**WHAT TO WORK ON**
• a. Name every crew member who was onboard the freight train in the text about the rail near miss below.
• b. Pick up the text about the rail near miss where it ends and carry it forward.
--- Start SELECTED TEXT ---
- Workers had to jump out of the path of an oncoming passenger train when a signaller incorrectly removed track protections while a freight train was being reversed into a siding;
- Sydney Trains has taken a number of actions to address the issues identified in the subsequent transport safety investigation.
Sydney Trains has taken numerous safety actions in response to a near miss, which resulted in injuries to one rail worker, a transport safety investigation report notes.
On 8 January 2021, a Pacific National freight train with a driver, assistant driver, and trainee onboard, was travelling on the main line south toward Sydney, when it entered a steep section of track near Cowan Station and began to fail due to wheel slip.
Sydney Trains network control directed the crew to propel the train back down the slope, toward a siding at Hawkesbury River.
The assistant and trainee had to walk to the rear of the train, so they could direct the driver over radio throughout the movement. Due to the terrain, they had to walk on the opposite track throughout this procedure.
To protect the workers, the Sydney Trains signaller applied rail signals to prevent another train from entering the section of track, while the assistant driver and trainee were walking to the rear of the train.
When the driver reported the movement was beginning, the signaller removed the protection from the track. The signaller was not familiar with the terrain or the scenario and mistakenly believed the workers were clear of the track.
This meant a passenger train was allowed to enter the section where the workers were walking.
Seeing the lights of a train approaching, the assistant driver and trainee both jumped clear to an adjacent cess area, with one sustaining an injury.
--- End SELECTED TEXT ---
--- Start RECORDED INFORMATION ---
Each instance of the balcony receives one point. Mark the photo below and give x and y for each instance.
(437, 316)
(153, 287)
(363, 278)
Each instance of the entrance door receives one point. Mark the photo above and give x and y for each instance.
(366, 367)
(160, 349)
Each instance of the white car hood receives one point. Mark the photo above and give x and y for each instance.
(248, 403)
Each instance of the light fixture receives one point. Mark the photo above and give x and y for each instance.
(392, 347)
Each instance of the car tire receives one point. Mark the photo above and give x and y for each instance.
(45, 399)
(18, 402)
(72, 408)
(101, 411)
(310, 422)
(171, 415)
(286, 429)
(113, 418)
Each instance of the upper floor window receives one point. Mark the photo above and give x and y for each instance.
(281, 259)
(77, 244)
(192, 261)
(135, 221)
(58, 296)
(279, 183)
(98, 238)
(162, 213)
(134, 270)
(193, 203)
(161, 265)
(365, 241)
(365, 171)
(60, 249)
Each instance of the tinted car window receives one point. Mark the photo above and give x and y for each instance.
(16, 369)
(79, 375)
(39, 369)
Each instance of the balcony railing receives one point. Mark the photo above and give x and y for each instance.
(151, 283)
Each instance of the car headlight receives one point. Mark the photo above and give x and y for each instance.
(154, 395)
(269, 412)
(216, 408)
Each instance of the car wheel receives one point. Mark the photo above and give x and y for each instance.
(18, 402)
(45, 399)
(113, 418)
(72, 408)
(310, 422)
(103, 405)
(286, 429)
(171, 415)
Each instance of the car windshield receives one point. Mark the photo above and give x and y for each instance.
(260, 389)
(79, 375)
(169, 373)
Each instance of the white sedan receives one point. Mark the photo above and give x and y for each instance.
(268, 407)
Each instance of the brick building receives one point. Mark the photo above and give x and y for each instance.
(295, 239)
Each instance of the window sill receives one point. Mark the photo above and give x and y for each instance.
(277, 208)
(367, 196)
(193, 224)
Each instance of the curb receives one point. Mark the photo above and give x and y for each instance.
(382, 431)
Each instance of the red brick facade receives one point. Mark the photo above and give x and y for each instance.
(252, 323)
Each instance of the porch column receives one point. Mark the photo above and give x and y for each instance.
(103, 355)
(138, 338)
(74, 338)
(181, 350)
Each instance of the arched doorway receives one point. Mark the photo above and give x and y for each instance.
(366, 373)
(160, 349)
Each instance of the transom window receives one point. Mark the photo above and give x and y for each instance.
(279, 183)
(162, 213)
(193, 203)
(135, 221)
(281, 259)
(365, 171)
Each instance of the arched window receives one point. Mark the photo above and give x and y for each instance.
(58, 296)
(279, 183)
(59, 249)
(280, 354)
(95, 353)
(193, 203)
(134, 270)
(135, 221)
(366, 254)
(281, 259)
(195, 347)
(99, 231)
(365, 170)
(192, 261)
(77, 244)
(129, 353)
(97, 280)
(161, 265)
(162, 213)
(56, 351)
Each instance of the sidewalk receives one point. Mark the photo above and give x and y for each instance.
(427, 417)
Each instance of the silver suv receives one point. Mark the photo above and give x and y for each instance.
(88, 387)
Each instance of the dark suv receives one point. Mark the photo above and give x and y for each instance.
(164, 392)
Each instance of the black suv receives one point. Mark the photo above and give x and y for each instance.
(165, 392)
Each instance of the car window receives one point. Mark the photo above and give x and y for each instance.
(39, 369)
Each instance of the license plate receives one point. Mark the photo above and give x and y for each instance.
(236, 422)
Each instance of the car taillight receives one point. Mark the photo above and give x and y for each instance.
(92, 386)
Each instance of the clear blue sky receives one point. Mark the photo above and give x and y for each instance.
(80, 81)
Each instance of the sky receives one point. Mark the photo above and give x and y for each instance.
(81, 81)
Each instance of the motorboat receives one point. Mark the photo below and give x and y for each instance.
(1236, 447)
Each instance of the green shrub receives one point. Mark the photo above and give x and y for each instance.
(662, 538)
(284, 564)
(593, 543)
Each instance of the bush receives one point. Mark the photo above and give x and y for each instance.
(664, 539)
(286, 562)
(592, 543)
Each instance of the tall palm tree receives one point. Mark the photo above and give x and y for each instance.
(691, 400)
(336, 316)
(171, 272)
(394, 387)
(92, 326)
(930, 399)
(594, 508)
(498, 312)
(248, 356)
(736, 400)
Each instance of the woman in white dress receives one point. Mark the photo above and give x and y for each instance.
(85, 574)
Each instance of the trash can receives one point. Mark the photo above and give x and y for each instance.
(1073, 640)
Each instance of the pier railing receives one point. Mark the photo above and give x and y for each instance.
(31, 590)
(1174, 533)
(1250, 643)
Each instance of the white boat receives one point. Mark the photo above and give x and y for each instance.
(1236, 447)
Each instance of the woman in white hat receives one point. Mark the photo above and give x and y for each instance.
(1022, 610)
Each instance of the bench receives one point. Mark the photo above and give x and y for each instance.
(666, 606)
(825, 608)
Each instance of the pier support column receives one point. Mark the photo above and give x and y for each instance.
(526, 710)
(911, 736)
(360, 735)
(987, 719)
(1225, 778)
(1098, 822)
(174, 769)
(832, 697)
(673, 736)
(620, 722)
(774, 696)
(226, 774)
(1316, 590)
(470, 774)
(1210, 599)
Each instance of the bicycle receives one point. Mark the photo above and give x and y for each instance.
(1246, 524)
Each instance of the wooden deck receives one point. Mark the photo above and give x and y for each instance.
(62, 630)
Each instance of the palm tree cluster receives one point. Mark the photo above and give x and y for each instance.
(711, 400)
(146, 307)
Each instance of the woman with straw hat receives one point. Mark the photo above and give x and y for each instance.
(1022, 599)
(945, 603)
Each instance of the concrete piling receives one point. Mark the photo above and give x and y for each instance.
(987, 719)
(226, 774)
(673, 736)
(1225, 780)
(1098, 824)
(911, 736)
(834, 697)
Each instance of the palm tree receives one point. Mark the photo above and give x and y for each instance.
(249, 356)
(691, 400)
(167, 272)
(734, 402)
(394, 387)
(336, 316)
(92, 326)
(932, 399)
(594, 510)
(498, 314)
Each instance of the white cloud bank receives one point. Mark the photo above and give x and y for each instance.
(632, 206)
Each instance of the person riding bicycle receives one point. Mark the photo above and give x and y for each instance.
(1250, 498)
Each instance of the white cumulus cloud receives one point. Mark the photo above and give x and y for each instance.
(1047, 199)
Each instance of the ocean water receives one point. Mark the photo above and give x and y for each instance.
--- End RECORDED INFORMATION ---
**ANSWERS TO EACH TASK**
• a. driver, assistant driver, trainee

• b.
An investigation by the Office of Transport Safety Investigation (OTSI), which conducts rail investigations in NSW on behalf of the Australian Transport Safety Bureau, detailed a range of contributing factors, safety issues, and safety actions that have been taken as a result of the incident.
“Training and competence management regimes for rail safety workers need to provide relevant and meaningful content, such as scenario-based training and site-based network familiarisation, to allow workers to perform safely and effectively,” OTSI Chief Investigator Dr Natalie Pelham said.
“The Sydney Trains signaller and the driver of the train did not observe the requirements of the relevant Train Working Network Rules and Procedures for protecting workers on track with in-service rail traffic.”
The investigation also notes Sydney Trains’ assurance and audit processes for signal box management had failed to detect non-conformances to procedure in the past.
“In this case, the signaller did not report this incident as per the relevant rule – it was only noted when the trainee worker reported their injury,” Dr Pelham said.
“To provide confidence that rules and procedures are being followed and they are effective in managing relevant risks, rail operator assurance processes need to detect non-conformances.”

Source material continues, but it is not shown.